**Data section:**
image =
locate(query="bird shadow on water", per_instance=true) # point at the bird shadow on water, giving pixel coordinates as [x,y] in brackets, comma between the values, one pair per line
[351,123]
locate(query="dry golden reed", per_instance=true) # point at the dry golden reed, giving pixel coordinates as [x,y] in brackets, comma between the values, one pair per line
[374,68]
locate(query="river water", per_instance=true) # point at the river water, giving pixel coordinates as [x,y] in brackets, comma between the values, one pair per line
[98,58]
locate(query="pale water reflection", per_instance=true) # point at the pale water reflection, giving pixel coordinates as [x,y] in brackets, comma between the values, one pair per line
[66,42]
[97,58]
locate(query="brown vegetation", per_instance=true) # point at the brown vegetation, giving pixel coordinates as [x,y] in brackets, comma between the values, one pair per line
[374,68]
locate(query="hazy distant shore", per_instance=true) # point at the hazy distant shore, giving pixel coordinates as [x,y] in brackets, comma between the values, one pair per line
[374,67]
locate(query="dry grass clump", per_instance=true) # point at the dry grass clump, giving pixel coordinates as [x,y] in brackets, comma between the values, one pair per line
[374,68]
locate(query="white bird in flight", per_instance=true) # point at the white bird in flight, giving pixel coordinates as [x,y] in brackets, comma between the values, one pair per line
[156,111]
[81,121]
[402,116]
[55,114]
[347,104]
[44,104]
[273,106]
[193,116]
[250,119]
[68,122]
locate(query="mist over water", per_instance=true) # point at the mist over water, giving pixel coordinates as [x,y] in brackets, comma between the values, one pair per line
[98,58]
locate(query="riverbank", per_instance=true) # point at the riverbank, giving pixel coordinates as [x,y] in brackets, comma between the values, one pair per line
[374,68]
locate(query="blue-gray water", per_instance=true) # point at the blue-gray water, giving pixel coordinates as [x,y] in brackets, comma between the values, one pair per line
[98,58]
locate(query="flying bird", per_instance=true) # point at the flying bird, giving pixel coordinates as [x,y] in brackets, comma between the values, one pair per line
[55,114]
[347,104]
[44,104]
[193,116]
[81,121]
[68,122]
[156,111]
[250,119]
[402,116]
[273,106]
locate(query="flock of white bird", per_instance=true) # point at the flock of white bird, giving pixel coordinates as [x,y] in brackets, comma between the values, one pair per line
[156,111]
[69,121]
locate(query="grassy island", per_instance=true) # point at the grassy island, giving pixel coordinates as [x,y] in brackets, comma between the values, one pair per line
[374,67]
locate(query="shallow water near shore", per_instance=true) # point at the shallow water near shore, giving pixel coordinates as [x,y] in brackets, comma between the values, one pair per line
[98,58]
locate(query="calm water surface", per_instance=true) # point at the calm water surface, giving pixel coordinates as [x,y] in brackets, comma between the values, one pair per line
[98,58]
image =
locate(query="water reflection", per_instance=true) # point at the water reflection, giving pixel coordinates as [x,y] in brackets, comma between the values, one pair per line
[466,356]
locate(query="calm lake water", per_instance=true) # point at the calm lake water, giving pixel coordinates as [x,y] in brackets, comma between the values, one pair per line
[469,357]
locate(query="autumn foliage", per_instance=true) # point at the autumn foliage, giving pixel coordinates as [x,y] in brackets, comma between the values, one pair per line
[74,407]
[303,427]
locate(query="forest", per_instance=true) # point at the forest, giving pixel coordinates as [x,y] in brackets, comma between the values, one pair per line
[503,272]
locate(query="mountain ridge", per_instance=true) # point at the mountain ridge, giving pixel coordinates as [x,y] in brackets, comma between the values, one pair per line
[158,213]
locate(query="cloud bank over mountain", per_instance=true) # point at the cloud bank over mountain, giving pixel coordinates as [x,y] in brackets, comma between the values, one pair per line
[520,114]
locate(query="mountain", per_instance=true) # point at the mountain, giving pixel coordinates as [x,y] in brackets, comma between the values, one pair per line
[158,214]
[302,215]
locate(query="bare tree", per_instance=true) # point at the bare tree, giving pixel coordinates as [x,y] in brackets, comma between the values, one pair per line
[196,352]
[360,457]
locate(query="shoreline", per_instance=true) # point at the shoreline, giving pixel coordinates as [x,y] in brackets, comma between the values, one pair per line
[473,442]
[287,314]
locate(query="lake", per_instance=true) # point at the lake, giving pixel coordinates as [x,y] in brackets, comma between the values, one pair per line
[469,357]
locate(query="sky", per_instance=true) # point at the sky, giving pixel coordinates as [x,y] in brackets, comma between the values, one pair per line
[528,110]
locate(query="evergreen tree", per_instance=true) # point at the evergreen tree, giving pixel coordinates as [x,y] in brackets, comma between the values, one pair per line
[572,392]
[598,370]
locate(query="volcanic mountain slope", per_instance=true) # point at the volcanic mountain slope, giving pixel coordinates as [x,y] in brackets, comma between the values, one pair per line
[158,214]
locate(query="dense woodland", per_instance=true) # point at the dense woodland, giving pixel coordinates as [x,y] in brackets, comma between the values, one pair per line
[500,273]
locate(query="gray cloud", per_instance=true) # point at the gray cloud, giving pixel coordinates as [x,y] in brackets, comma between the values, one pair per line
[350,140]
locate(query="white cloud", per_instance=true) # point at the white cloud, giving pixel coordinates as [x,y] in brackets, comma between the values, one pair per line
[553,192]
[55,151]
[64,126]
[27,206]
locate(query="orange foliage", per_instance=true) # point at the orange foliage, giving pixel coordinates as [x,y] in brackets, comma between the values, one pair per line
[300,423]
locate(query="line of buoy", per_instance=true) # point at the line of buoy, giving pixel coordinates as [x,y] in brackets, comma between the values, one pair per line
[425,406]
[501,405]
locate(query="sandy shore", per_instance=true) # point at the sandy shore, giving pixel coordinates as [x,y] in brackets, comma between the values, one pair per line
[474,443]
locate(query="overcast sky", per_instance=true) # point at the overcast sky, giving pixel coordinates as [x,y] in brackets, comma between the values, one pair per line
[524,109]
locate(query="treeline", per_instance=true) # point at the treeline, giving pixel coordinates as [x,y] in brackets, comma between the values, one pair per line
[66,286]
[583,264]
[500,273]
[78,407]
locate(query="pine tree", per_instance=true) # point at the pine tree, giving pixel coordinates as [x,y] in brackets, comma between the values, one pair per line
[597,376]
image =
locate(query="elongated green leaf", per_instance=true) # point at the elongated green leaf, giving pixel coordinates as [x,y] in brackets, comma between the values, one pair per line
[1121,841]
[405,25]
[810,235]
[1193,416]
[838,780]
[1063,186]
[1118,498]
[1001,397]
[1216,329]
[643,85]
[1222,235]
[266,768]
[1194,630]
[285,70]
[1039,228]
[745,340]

**Work instructions:**
Please repeat all of the material above, line for line and without changing anything.

**Task solution:**
image =
locate(query="bird shadow on water", per_instance=true) # point at the bird shadow on water, giving pixel coordinates as [x,y] in brackets, comma between the values, one pair per line
[351,123]
locate(query="dry golden reed", per_instance=true) # point at the dry golden reed, giving pixel coordinates as [x,y] in brackets, comma between the values, one pair per line
[374,68]
locate(query="river water", per_instance=true) # point at the river water, giving pixel coordinates as [x,y] in brackets, comma between the values, one pair per line
[98,58]
locate(query="pale water reflection", per_instance=true) # point at the pale water reflection, giving pixel coordinates as [x,y] in brackets, comma between the values, one pair per line
[66,42]
[97,58]
locate(query="brown vegetation", per_instance=true) # point at the brown vegetation, giving pixel coordinates as [x,y] in brackets, comma between the values, one pair per line
[374,68]
locate(query="hazy distant shore", per_instance=true) # point at the hazy distant shore, giving pixel coordinates as [x,y] in brackets, comma between the values, one pair per line
[374,67]
locate(query="dry grass clump", per_instance=true) # point at the dry grass clump, giving pixel coordinates as [x,y] in brackets, comma between the values, one pair per line
[374,68]
locate(query="white bird in flight", per_instance=true) # point at the white bird in flight, giving pixel coordinates as [x,y] in brackets, comma between the values, one pair per line
[156,111]
[81,121]
[402,116]
[55,114]
[347,104]
[44,104]
[273,106]
[193,116]
[250,119]
[68,122]
locate(query="mist over water", per_instance=true) # point at the mist over water, giving pixel coordinates as [x,y] in brackets, comma between the values, one pair per line
[98,58]
locate(query="riverbank", per_instance=true) # point at the riverbank, giving pixel coordinates as [x,y] in brackets, comma between the values, one pair per line
[374,68]
locate(query="blue-gray water", per_instance=true) # point at the blue-gray water, giving pixel coordinates as [x,y] in brackets, comma between the values, one pair per line
[98,58]
locate(query="flying bird", per_instance=true) # point at the flying bird, giving pixel coordinates as [x,y] in brackets, comma between the values, one pair per line
[55,114]
[347,104]
[44,104]
[193,116]
[81,121]
[68,122]
[156,111]
[250,119]
[402,116]
[273,106]
locate(query="flock of white bird", per_instance=true) # point at the flock of white bird, giving pixel coordinates as [x,y] in brackets, comma between the values, one pair per line
[156,111]
[69,121]
locate(query="grassy island", per_instance=true) # point at the grassy island, giving pixel coordinates as [x,y] in brackets, comma between the values, one pair per line
[374,67]
locate(query="shallow water near shore", per_instance=true) # point at the shallow water near shore, giving pixel coordinates as [x,y] in brackets, comma between the values, one pair per line
[98,58]
locate(query="calm water surface", per_instance=true) # point at the calm water surface, giving pixel coordinates as [x,y] in brackets, comma between the values, one pair per line
[98,58]
image =
locate(query="water reflection", per_instance=true) # point at the water reflection, giving pixel coordinates as [x,y] in brackets, comma between the values, one pair per line
[466,356]
locate(query="calm lake water", per_instance=true) # point at the calm lake water, giving pixel coordinates as [x,y] in brackets, comma between the values, one pair per line
[469,357]
locate(query="autumn foliage", per_instance=true) # point at the autumn foliage, giving pixel coordinates as [x,y] in brackets, comma between the values, one pair per line
[74,407]
[303,427]
locate(query="forest", per_instance=true) # point at the forest, giving pixel coordinates as [x,y] in brackets, comma between the values, one pair per line
[503,272]
locate(query="mountain ridge", per_instance=true) # point at the mountain ridge, giving pixel coordinates as [x,y] in brackets, comma between the values, one pair per line
[158,213]
locate(query="cloud bank over mountain", per_instance=true) # point at the cloud bank over mountain, giving pixel coordinates as [x,y] in brackets, comma between the values, one pair per line
[520,114]
locate(query="mountain", per_instance=true) # point at the mountain, giving pixel coordinates as [x,y] in brackets, comma between the values, one pair per line
[158,214]
[302,215]
locate(query="bare tree", per_instance=true) # point at the bare tree, giving pixel coordinates as [x,y] in brackets, comma between the values, one pair per line
[196,352]
[360,457]
locate(query="shoreline", per_instance=true) # point at the shoreline, giving pixel coordinates as [x,y] in brackets, comma between the values, one pair per line
[473,442]
[287,314]
locate(query="lake", per_instance=true) # point at the lake, giving pixel coordinates as [x,y] in brackets, comma between the values, one pair per line
[469,357]
locate(query="sky", per_instance=true) # point at the sky, giving pixel coordinates as [x,y] in brackets, comma between the values, one pair per line
[528,110]
locate(query="evergreen tree", per_instance=true) # point at the evergreen tree, giving pixel coordinates as [x,y] in brackets, comma between the values, one pair per line
[572,392]
[598,370]
locate(query="volcanic mountain slope", per_instance=true) # point at the volcanic mountain slope, giving pixel coordinates as [x,y] in brackets, comma between the values, one pair per line
[158,214]
locate(query="dense woodland", per_instance=true) # point at the dense woodland, giving pixel coordinates as [x,y] in brackets, comma between the values, one pair per line
[500,273]
locate(query="gray cloud", per_instance=true) # point at the gray cloud, giving pixel coordinates as [x,y] in brackets, comma between the values, one pair per line
[350,140]
locate(query="white cloud", per_instance=true) # point at the white cloud, giving pixel coordinates as [x,y] in brackets, comma between the values, one pair per line
[553,192]
[55,151]
[64,126]
[27,206]
locate(query="orange foliage", per_instance=true) # point at the orange foliage, giving pixel coordinates as [x,y] in brackets, comma between the values, one pair per line
[300,423]
locate(query="line of buoy", per_instance=true) # point at the line of buoy, giving pixel coordinates as [x,y] in brackets, comma between the values, one pair per line
[425,406]
[501,405]
locate(query="sandy shore", per_instance=true) # point at the sandy shore, giving pixel coordinates as [x,y] in brackets, comma between the values, one pair per line
[474,443]
locate(query="overcast sky", per_instance=true) # point at the overcast sky, giving pixel coordinates as [x,y] in brackets, comma between the values, one pair per line
[524,109]
locate(query="treeline", per_instance=true) # point at the treeline, giving pixel coordinates as [x,y] in brackets, comma between the values, one pair per line
[66,286]
[583,264]
[500,273]
[78,407]
locate(query="pine tree", per_instance=true) # point at the pine tree, giving pixel coordinates as [x,y] in brackets, comma between the values, one pair per line
[597,376]
image =
locate(query="elongated green leaf", per_instance=true) # point at the elongated green leaf, giving pixel coordinates as [x,y] in brackets, comma between the values, one pair per line
[1121,841]
[405,25]
[810,235]
[1193,416]
[838,780]
[1063,186]
[1118,498]
[1001,397]
[1216,329]
[643,85]
[1222,235]
[266,768]
[1194,630]
[285,70]
[1039,228]
[745,340]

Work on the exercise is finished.